* [Problem statement]: Print the data that follows without changing a single word.

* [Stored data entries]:
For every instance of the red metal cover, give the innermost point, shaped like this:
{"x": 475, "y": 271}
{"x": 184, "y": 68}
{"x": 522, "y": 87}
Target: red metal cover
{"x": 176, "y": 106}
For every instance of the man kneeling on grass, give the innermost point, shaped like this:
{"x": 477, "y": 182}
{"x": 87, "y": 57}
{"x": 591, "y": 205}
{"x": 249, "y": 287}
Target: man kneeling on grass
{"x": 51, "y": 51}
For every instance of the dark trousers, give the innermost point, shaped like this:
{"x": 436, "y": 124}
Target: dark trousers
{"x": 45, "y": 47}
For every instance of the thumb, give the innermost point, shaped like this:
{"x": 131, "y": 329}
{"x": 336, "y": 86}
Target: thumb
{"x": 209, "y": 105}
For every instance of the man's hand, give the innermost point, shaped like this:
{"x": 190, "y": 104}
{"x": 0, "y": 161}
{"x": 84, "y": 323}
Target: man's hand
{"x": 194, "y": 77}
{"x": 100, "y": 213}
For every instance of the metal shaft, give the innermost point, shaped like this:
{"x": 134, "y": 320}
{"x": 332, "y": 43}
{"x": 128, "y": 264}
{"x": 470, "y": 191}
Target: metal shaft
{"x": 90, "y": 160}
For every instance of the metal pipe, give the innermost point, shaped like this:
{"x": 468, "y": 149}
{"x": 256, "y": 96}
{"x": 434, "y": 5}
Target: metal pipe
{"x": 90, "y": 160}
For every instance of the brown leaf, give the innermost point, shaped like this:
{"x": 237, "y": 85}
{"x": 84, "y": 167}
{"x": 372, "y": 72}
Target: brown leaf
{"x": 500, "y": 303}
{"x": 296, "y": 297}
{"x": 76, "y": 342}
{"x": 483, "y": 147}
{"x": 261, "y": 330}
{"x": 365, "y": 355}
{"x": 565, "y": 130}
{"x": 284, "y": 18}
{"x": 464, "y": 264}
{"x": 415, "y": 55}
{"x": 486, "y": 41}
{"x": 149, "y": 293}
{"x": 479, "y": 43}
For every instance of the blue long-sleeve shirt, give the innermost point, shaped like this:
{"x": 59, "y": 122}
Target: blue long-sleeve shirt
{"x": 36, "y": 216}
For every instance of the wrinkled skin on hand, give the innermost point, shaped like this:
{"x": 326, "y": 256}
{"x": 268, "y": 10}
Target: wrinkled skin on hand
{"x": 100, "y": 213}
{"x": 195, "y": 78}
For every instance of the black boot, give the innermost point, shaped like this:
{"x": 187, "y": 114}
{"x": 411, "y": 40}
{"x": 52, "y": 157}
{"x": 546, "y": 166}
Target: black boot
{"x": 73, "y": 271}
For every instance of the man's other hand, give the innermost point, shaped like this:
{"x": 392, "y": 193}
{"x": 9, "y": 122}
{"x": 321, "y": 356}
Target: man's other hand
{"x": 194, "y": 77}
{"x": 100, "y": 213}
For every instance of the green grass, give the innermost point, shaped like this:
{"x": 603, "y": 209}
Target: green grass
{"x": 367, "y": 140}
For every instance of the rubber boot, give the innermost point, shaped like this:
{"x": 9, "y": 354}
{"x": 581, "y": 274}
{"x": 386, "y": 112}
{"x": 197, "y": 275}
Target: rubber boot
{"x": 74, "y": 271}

* [Your response]:
For every instance of the red metal cover, give the innermost point, shaped like this:
{"x": 475, "y": 271}
{"x": 184, "y": 68}
{"x": 522, "y": 87}
Target: red metal cover
{"x": 176, "y": 106}
For every instance of the man kneeling on grass, give the innermost point, shaped like this:
{"x": 477, "y": 182}
{"x": 87, "y": 57}
{"x": 591, "y": 205}
{"x": 249, "y": 287}
Target: man kneeling on grass
{"x": 51, "y": 51}
For every instance of the dark trousers, give the innermost point, shaped like this:
{"x": 436, "y": 124}
Target: dark trousers
{"x": 45, "y": 47}
For every instance of the thumb, give the innermost point, shaped like this:
{"x": 131, "y": 329}
{"x": 336, "y": 86}
Target: thumb
{"x": 209, "y": 105}
For every instance of the man's hand, give the innermost point, shaped like this:
{"x": 190, "y": 104}
{"x": 0, "y": 161}
{"x": 84, "y": 323}
Target: man's hand
{"x": 194, "y": 77}
{"x": 100, "y": 213}
For every instance of the metal shaft, give the innermost point, shaped like this:
{"x": 134, "y": 320}
{"x": 332, "y": 43}
{"x": 128, "y": 264}
{"x": 470, "y": 191}
Target: metal shaft
{"x": 90, "y": 160}
For every instance of the metal pipe, give the innermost point, shaped like this:
{"x": 468, "y": 149}
{"x": 256, "y": 96}
{"x": 434, "y": 5}
Target: metal pipe
{"x": 90, "y": 160}
For every instance of the brown leaf, give the innermost point, shaped like this:
{"x": 237, "y": 85}
{"x": 84, "y": 167}
{"x": 372, "y": 72}
Target: brown leaf
{"x": 500, "y": 303}
{"x": 296, "y": 297}
{"x": 76, "y": 342}
{"x": 483, "y": 147}
{"x": 261, "y": 330}
{"x": 365, "y": 355}
{"x": 565, "y": 130}
{"x": 284, "y": 18}
{"x": 464, "y": 264}
{"x": 415, "y": 55}
{"x": 486, "y": 41}
{"x": 149, "y": 293}
{"x": 479, "y": 43}
For every instance of the blue long-sleeve shirt, give the innermost point, shaped like this:
{"x": 59, "y": 122}
Target: blue long-sleeve shirt
{"x": 36, "y": 216}
For every instance of the wrinkled skin on hand, give the innermost point, shaped like this:
{"x": 326, "y": 256}
{"x": 268, "y": 10}
Target: wrinkled skin on hand
{"x": 100, "y": 213}
{"x": 195, "y": 78}
For every instance of the black boot, give the innermost point, shaped like this:
{"x": 187, "y": 114}
{"x": 411, "y": 40}
{"x": 52, "y": 157}
{"x": 546, "y": 166}
Target: black boot
{"x": 73, "y": 271}
For every instance of the man's other hand, give the innermost point, shaped like this:
{"x": 392, "y": 193}
{"x": 9, "y": 122}
{"x": 321, "y": 356}
Target: man's other hand
{"x": 194, "y": 77}
{"x": 100, "y": 213}
For every instance of the green grass, give the innermost point, shaped like this:
{"x": 603, "y": 209}
Target: green grass
{"x": 367, "y": 140}
For every instance of the rubber boot, give the innermost point, shaped like this:
{"x": 9, "y": 354}
{"x": 581, "y": 274}
{"x": 386, "y": 112}
{"x": 197, "y": 275}
Target: rubber boot
{"x": 74, "y": 271}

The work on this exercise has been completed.